- **Your instructions**
Count the lines in the records below that contain the word "window", treating case as significant, and give only the number.

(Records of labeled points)

________________________

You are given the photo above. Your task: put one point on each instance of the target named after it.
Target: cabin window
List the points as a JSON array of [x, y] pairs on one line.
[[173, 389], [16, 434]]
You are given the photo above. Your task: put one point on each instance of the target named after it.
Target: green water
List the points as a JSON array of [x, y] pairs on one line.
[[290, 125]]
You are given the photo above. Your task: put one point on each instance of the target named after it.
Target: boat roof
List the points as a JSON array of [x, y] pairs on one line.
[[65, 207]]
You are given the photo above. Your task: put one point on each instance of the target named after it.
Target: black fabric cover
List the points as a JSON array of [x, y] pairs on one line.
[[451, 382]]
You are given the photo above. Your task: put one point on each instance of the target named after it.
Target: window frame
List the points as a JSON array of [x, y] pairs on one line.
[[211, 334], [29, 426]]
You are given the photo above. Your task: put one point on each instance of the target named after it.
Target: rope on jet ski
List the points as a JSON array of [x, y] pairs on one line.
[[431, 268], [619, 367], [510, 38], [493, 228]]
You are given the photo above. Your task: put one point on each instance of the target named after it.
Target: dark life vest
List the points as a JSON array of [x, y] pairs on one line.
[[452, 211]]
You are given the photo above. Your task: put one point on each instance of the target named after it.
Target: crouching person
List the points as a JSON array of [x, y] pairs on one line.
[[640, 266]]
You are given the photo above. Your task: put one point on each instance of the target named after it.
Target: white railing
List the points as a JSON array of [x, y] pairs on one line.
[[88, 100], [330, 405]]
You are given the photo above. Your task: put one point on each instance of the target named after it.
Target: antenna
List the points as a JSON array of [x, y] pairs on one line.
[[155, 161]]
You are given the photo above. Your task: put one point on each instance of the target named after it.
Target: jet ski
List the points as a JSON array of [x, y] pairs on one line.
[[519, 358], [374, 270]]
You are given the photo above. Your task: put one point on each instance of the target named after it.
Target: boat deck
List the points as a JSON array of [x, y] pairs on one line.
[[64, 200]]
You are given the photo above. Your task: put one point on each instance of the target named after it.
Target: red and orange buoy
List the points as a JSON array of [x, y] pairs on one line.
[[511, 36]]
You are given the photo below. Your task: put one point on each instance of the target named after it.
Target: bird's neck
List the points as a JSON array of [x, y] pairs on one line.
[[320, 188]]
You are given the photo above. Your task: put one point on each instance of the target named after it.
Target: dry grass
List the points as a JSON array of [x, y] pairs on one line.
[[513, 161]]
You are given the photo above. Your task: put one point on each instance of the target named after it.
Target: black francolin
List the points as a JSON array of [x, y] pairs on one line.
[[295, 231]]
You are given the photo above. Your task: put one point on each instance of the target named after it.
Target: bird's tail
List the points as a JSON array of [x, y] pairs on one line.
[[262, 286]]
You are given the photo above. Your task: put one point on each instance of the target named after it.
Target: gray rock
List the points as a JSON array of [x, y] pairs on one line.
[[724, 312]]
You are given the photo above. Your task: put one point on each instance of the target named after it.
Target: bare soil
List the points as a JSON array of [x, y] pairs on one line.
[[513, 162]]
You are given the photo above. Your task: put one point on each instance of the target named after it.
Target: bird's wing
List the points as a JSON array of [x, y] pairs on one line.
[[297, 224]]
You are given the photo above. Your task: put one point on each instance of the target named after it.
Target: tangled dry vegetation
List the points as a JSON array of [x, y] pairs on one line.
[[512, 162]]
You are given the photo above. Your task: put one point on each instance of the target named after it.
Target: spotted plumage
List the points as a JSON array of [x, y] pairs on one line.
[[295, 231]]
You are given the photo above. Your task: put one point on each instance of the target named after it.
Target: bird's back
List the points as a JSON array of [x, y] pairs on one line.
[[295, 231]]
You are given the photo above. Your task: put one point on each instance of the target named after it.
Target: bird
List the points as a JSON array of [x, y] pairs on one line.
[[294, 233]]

________________________

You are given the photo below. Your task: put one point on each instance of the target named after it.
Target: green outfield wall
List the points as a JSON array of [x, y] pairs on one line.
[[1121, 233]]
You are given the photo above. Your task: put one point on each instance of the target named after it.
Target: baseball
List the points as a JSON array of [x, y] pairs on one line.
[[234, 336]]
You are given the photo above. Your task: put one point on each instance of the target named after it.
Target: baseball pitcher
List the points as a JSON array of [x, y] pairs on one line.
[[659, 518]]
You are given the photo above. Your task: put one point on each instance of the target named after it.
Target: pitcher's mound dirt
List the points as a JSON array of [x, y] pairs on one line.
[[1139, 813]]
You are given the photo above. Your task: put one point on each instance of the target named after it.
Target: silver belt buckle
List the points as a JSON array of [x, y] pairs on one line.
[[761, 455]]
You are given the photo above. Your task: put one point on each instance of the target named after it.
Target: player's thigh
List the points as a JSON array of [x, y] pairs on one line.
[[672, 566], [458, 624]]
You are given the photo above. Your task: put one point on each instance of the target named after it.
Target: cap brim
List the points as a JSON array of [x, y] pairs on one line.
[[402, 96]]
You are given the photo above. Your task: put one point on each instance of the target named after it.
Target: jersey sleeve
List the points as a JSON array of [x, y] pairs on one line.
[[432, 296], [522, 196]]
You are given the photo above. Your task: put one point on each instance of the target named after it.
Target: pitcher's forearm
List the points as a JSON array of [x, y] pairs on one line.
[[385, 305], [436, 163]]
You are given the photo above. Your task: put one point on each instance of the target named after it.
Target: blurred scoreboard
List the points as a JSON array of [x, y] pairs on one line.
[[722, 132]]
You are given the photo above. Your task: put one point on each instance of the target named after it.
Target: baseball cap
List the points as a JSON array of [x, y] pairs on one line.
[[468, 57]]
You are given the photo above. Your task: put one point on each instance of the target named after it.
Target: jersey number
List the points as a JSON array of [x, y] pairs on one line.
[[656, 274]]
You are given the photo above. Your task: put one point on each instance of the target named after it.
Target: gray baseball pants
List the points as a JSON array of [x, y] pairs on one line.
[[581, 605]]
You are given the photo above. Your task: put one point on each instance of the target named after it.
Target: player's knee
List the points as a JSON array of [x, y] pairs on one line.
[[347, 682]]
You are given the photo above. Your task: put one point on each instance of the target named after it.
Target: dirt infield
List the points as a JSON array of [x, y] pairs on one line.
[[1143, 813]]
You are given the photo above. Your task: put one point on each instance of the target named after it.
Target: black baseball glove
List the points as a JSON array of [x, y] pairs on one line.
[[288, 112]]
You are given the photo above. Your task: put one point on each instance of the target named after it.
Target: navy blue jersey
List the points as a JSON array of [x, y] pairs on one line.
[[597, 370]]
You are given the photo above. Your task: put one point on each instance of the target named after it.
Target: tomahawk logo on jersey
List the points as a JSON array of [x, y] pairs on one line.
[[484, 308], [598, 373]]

________________________

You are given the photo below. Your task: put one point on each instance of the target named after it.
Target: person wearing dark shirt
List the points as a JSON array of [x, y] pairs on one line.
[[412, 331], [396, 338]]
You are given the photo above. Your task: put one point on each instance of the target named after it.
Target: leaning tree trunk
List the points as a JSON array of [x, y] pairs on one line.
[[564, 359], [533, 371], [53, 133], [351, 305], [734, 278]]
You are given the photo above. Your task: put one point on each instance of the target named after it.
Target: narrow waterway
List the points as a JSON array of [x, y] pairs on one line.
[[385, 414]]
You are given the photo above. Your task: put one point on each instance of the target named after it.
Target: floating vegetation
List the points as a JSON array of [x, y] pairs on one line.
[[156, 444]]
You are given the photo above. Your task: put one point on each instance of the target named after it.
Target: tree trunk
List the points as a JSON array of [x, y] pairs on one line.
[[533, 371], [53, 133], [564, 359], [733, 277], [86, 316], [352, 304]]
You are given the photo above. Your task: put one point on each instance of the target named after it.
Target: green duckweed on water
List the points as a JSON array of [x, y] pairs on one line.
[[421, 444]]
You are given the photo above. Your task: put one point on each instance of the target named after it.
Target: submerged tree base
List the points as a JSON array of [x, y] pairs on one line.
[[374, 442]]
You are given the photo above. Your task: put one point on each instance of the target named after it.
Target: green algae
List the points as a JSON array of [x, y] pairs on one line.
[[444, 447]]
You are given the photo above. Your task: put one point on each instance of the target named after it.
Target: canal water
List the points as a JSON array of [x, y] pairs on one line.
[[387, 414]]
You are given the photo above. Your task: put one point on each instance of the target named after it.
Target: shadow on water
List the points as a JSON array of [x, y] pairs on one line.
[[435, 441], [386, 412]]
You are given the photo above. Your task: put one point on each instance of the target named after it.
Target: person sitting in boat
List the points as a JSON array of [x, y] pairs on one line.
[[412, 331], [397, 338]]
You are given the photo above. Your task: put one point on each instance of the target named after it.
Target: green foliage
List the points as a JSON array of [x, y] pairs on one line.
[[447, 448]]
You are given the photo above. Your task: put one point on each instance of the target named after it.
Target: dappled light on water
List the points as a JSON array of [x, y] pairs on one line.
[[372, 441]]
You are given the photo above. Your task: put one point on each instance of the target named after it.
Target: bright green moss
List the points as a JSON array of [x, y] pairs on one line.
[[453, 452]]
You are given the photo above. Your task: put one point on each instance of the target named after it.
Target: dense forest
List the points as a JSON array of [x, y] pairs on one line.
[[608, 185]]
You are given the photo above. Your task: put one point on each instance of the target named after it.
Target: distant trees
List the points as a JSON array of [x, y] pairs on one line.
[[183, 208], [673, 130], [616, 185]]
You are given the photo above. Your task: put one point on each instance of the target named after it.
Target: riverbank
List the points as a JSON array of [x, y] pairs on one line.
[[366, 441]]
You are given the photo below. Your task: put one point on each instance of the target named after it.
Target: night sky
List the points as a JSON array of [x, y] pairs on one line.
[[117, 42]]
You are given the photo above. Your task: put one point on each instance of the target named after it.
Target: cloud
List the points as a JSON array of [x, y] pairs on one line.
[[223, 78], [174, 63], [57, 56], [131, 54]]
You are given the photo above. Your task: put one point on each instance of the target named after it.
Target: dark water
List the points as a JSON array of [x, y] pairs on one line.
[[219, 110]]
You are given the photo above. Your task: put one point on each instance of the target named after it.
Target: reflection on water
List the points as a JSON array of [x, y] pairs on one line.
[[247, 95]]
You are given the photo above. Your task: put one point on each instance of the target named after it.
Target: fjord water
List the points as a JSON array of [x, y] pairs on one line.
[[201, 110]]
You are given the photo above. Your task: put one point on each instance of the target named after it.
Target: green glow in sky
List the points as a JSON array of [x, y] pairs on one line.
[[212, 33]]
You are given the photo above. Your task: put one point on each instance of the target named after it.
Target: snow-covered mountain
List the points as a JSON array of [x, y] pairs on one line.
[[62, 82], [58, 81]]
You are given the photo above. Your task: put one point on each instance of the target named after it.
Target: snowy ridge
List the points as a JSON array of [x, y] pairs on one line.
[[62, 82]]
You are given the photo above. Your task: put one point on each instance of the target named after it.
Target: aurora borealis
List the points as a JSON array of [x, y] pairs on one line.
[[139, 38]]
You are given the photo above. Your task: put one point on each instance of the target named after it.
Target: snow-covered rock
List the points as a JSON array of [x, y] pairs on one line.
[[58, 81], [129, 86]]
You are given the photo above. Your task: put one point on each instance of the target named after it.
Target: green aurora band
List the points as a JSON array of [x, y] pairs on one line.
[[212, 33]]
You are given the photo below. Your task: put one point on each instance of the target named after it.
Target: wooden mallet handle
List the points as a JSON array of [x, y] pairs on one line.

________________________

- **Answer for this exercise**
2